-- Work instructions --
Render every line of the entries below as a JSON list of strings, with one string per line and blank lines omitted.

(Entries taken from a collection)
>> START

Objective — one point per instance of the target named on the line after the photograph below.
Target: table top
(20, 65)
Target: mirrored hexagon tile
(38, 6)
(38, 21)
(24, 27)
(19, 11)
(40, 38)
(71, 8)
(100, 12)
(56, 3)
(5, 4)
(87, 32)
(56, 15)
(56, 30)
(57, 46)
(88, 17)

>> END

-- Expected answer --
[
  "Objective — one point per instance of the target named on the line after the photograph below.",
  "Target: table top",
  "(20, 65)",
  "Target: mirrored hexagon tile",
  "(38, 6)",
  "(38, 21)",
  "(24, 27)",
  "(19, 11)",
  "(40, 38)",
  "(71, 8)",
  "(100, 12)",
  "(56, 3)",
  "(5, 4)",
  "(87, 32)",
  "(56, 15)",
  "(56, 30)",
  "(57, 46)",
  "(88, 17)"
]